**Parts of the exercise:**
1/ According to the biography of Jotham Warren Horton, which church did he serve as pastor?
2/ Please continue the biography of Jotham Warren Horton, starting right after its final sentence.

[Opening Text for analysis section]

Rev. Mr. Jotham Warren Horton (1826 – August 5, 1866) was a clergyman originally from New England and a supporter of black suffrage in Louisiana after the American Civil War who was assassinated by the New Orleans Police Department under New Orleans mayor John Monroe as part of the New Orleans massacre of 1866.

== Biography ==
The son of a Rev. Jotham Horton, Methodist of Nantucket and Bromfield, Horton was a graduate of Newton Theological Seminary. He was married in Acton, Massachusetts, on June 4, 1848, to Mary Rowell. Horton was the pastor of the Coliseum Baptist Church of New Orleans and had been asked to open the planned constitutional convention with a prayer.

[Closing Text for analysis section]
[Opening Exercise data section]

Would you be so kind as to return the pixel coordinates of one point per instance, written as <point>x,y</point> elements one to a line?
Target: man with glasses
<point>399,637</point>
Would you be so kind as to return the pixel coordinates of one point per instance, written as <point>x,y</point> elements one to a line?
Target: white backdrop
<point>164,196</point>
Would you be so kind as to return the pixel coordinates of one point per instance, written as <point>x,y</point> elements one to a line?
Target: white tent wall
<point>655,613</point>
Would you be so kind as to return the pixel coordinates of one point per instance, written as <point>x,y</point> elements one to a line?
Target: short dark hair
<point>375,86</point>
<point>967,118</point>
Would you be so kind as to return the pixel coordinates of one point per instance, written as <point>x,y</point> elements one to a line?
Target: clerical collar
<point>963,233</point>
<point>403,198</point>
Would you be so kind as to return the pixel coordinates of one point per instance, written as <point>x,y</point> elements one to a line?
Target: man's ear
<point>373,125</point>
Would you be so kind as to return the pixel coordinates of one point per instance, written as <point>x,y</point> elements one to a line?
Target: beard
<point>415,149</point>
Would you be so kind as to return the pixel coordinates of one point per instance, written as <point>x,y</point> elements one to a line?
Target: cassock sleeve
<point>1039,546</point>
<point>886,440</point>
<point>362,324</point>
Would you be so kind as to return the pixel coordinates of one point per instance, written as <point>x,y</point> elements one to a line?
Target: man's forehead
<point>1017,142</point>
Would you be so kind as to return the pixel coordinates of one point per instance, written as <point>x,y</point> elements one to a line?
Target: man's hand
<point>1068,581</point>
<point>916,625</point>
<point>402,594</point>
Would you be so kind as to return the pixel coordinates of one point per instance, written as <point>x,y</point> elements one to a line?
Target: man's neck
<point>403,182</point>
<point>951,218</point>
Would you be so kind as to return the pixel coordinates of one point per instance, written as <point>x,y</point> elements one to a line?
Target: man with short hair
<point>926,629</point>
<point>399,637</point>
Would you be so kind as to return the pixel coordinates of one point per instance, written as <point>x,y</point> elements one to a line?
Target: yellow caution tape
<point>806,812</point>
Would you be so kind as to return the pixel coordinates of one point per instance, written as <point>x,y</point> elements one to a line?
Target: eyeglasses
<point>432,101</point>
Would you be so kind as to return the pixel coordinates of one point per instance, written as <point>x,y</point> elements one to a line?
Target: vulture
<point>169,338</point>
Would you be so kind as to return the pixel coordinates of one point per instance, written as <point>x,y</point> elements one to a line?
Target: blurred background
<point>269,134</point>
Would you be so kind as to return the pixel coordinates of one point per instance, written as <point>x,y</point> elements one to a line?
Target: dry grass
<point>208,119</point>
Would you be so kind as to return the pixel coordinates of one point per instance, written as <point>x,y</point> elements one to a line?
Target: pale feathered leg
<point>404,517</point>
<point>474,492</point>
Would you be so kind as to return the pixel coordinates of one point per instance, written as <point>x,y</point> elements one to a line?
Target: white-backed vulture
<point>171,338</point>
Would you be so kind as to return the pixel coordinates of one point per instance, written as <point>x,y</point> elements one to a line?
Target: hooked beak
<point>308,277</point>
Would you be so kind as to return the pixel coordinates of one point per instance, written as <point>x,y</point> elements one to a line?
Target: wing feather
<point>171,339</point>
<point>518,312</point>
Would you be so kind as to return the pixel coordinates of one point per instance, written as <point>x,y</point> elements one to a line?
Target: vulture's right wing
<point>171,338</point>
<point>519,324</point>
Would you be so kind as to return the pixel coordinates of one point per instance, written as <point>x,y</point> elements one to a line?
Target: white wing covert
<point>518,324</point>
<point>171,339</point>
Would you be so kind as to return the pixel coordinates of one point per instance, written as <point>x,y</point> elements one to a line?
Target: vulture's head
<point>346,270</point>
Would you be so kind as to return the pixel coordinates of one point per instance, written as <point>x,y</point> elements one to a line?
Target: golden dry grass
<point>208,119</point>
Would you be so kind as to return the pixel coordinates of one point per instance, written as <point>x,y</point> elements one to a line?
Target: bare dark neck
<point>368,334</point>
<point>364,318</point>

[Closing Exercise data section]
[Opening Exercise data section]

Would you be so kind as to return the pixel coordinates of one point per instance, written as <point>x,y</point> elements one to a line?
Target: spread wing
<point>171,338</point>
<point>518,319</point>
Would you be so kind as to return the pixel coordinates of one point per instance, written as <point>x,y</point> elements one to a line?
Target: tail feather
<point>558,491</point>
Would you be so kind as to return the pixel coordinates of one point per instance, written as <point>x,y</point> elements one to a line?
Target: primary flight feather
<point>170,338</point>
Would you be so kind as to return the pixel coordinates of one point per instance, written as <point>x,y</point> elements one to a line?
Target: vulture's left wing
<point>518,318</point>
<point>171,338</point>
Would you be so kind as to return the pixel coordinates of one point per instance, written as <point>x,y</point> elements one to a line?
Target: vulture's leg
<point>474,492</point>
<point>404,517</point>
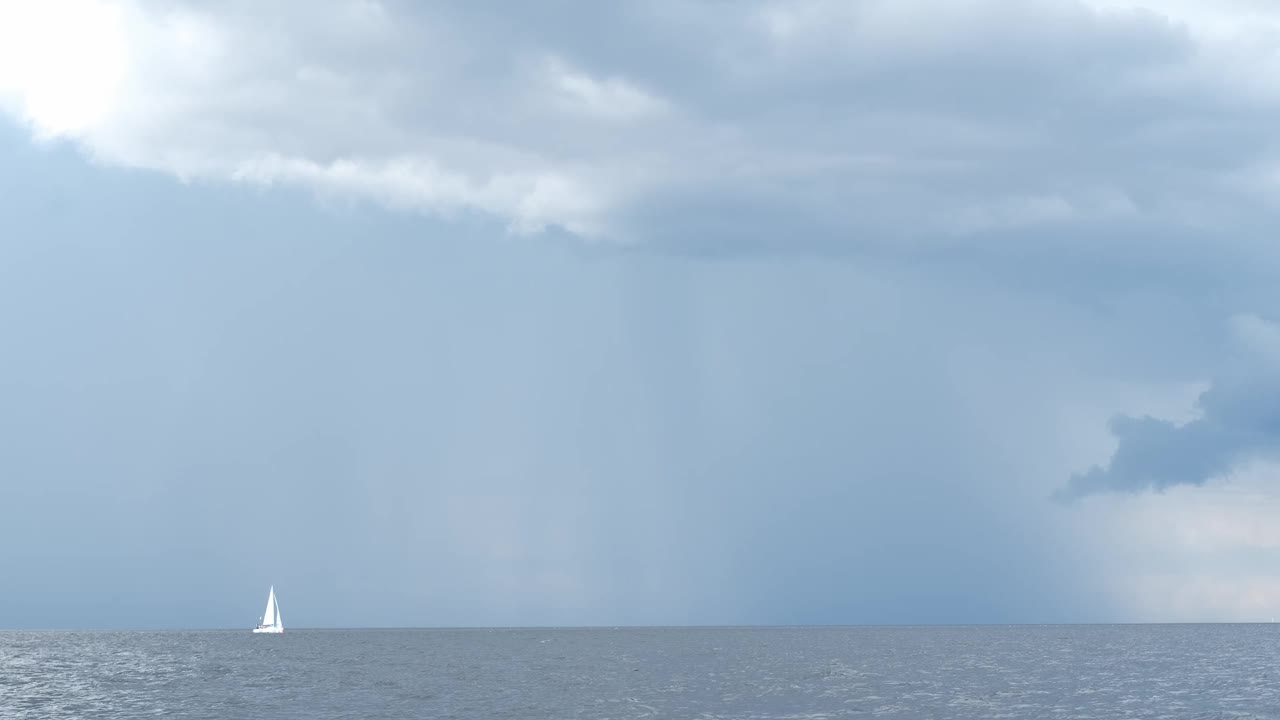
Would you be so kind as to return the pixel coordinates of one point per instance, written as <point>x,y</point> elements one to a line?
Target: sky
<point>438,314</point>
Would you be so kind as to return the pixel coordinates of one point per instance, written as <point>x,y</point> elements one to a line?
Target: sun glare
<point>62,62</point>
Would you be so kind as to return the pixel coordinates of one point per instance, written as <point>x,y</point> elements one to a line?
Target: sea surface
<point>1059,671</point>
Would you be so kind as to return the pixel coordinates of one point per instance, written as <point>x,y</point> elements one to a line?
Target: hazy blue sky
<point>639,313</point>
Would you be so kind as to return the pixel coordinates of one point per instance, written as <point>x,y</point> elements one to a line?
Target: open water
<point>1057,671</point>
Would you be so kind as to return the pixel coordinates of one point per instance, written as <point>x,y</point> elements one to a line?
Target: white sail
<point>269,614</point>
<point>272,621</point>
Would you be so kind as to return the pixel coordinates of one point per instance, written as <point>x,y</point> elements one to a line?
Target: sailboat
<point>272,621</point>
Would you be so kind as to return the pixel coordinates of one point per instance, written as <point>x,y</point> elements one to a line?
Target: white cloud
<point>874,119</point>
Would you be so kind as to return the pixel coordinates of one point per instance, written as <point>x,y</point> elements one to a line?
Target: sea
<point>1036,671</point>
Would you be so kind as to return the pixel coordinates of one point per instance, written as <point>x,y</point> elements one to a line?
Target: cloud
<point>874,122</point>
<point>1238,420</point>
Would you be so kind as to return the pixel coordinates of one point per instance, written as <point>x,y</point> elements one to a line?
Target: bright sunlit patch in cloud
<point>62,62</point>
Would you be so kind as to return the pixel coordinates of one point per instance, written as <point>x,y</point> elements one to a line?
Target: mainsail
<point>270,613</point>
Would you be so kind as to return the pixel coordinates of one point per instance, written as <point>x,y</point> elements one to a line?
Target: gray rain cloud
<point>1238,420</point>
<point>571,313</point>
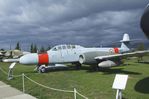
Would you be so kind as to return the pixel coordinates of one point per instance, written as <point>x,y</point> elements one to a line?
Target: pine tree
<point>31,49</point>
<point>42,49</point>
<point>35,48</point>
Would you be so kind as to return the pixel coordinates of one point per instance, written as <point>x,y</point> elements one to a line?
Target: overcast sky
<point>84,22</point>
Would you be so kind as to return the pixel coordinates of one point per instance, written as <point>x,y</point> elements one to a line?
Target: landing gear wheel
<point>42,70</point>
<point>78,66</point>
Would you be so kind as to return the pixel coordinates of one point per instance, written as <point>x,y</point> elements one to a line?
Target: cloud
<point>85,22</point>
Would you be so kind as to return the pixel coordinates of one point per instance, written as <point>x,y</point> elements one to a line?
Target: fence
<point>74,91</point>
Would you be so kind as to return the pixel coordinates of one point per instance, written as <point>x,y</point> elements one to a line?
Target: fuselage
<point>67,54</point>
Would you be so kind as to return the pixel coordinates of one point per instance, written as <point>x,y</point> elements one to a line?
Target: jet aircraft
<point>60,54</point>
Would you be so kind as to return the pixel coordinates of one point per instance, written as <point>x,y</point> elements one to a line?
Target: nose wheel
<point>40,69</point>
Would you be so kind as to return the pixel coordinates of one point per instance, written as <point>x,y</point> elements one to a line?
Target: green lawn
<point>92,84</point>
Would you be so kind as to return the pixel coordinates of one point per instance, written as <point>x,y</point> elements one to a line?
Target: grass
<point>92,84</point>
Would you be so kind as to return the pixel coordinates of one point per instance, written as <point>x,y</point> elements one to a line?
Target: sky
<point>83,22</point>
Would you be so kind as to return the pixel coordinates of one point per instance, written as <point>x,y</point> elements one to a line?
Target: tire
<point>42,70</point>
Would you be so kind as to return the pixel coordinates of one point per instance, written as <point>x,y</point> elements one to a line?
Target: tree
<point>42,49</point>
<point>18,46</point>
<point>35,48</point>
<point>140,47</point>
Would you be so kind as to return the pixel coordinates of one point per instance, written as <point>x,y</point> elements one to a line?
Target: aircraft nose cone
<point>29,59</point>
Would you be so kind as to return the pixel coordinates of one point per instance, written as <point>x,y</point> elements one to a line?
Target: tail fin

[Closing Exercise data section]

**Outputs by task:**
1/ The Coliseum Baptist Church of New Orleans.

2/
According to a newspaper account published in November 1866, "Reverend Horton received five balls in his body and fell. Those balls were fired by policemen. Not satisfied with their work, they seized him battered his head with their billy clubs, stabbed him, then kicked and dragged him over the pavements to the first Police station. The mob followed behind cursing and trampling him with their shoes. Then thrusted him into a cell where he was left mangled and senseless." He was said to have been waving a white flag of truce when he was first shot. He died of his injuries on August 5. Before he died he asked his wife to make sure someone else covered a sermon he was expected to make at another church. His funeral was Wednesday, August 29 at Tremont Temple in Boston. He was buried at Mount Auburn.

Horton's Southern Unionist brother Gustavus Horton was military mayor of Mobile, Alabama in 1867. Two of Jotham Horton's nephews had served in the Confederate Army.